TEXT PASSAGE:

/---

I have clustered a bunch of lidar points using dbscan to improve classification of vegetation points. The output of dbscan is a new column with a cluster_ID that corresponds to which group the lidar point belongs to.
What I want to do is remove any clusters that are below a certain number of points. My data has over 70 000 points with about 600 classes, so my working solution is a for loop
with if statement
but it takes about 2 mins to complete. I am hoping to speed this up as this is a small subset of my actual data.
Here is a working example of what I implemented in my code that works but is slow:
rm(list=ls()) # clear env
# make empty list
test_data <- c()
# add data to cluster by
test_data$cluster_ID <- as.integer(runif(10,min = 1, max = 5))
# convert to df
test_data <- as.data.frame(test_data)
# summarize by cluster
sum_test <- test_data %>% group_by(cluster_ID) %>%
summarise(pt_count = sum(cluster_ID))
# convert from sum to num points
sum_test$pt_count <- sum_test$pt_count/sum_test$cluster_ID
# remove all rows < 3 points in "cluster_ID"
for (c_id in unique(test_data$cluster_ID)) {
# get index of unique c_id
idx <- which(test_data$cluster_ID == c_id)
# filter out length < 3 and remove from test_data
if (length(idx) < 3) {
test_data <- test_data[-c(idx)]
}
}
What I can’t figure out is how find the rows in test_data
that are less then a count threshold based on the output of the summarise function without a loop since the lengths of test_data
and sum_test
are not equal.
Thanks for any help/suggestions.

\---

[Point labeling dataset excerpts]

/---

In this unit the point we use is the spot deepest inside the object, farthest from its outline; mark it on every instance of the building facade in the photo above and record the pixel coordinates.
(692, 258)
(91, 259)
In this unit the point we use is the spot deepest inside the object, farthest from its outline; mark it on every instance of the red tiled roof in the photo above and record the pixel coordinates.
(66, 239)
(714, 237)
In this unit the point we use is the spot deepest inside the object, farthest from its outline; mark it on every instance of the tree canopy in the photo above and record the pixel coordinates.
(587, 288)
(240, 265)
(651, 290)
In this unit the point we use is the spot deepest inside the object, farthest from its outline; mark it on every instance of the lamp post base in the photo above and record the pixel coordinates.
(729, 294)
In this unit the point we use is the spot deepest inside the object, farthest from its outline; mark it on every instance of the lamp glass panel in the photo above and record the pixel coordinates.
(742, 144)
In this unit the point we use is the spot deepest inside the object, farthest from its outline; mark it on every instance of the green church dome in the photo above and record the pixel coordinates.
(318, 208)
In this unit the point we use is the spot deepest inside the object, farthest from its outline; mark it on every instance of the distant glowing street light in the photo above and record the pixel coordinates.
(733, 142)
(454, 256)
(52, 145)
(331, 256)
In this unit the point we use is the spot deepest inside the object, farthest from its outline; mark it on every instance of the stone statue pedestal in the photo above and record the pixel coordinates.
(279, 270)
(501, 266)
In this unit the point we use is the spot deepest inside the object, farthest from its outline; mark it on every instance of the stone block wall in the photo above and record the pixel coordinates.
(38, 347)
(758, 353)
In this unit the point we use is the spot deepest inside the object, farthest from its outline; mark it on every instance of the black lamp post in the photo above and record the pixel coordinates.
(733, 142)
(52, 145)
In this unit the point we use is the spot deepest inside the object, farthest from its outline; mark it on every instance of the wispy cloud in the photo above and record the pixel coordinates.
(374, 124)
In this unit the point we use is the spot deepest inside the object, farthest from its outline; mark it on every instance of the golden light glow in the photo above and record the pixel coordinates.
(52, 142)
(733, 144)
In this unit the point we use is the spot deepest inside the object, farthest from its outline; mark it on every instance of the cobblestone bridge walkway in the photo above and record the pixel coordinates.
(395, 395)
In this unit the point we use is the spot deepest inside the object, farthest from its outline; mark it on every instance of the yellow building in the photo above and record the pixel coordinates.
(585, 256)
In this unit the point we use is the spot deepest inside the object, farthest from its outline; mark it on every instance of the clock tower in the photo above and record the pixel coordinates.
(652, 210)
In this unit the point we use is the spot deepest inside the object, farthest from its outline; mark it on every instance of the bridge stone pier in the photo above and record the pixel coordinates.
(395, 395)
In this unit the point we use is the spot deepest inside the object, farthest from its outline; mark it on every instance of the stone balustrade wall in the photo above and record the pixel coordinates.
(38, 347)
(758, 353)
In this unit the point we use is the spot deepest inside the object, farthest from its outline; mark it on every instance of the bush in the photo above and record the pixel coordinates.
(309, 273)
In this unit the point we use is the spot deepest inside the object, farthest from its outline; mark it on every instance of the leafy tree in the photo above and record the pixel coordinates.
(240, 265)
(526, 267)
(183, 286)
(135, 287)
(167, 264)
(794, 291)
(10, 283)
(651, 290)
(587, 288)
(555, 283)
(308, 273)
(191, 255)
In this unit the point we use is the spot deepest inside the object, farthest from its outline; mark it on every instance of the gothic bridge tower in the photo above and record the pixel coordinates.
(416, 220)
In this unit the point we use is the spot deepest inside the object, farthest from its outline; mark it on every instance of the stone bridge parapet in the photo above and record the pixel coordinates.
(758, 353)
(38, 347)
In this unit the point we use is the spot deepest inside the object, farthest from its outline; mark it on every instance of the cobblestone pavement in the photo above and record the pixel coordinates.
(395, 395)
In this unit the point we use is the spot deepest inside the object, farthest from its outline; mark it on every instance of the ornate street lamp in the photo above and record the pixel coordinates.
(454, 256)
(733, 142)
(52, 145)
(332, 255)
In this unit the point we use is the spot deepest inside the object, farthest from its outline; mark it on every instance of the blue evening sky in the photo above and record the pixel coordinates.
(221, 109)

\---

EXERCISE SET:
**a)** Can you extract, word for word, the part of the lidar clustering post that runs from "# convert to" up to and including "summarise(pt_count = sum(cluster_ID))"?
**b)** Which lines of the records contain the string "cobblestone"? Gather each of them in full, treating case as significant.

FINAL RESULTS:
**a)**
# convert to df
test_data <- as.data.frame(test_data)
# summarize by cluster
sum_test <- test_data %>% group_by(cluster_ID) %>%
summarise(pt_count = sum(cluster_ID))

**b)**
In this unit the point we use is the spot deepest inside the object, farthest from its outline; mark it on every instance of the cobblestone bridge walkway in the photo above and record the pixel coordinates.
In this unit the point we use is the spot deepest inside the object, farthest from its outline; mark it on every instance of the cobblestone pavement in the photo above and record the pixel coordinates.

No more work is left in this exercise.